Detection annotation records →
:::::

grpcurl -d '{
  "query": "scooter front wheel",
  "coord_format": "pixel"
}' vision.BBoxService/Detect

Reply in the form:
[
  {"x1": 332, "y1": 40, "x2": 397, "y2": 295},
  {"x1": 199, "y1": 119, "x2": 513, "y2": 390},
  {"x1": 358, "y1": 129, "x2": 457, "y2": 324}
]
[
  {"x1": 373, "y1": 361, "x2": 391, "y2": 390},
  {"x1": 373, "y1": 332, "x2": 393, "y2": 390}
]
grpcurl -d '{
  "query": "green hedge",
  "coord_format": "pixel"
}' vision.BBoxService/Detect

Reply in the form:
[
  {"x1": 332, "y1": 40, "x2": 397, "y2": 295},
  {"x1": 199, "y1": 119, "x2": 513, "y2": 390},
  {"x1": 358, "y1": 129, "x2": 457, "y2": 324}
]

:::::

TASK TO COMPLETE → Pull out every line of each item above and copy them over unchanged.

REPLY TO THE EXERCISE →
grpcurl -d '{
  "query": "scooter front wheel",
  "coord_format": "pixel"
}' vision.BBoxService/Detect

Reply in the form:
[
  {"x1": 332, "y1": 40, "x2": 397, "y2": 295},
  {"x1": 199, "y1": 119, "x2": 513, "y2": 390},
  {"x1": 358, "y1": 129, "x2": 457, "y2": 324}
]
[
  {"x1": 373, "y1": 361, "x2": 391, "y2": 390},
  {"x1": 373, "y1": 332, "x2": 393, "y2": 390}
]
grpcurl -d '{
  "query": "green hedge",
  "coord_format": "pixel"
}' vision.BBoxService/Detect

Reply in the form:
[
  {"x1": 332, "y1": 40, "x2": 397, "y2": 295},
  {"x1": 199, "y1": 119, "x2": 513, "y2": 390},
  {"x1": 358, "y1": 129, "x2": 457, "y2": 324}
]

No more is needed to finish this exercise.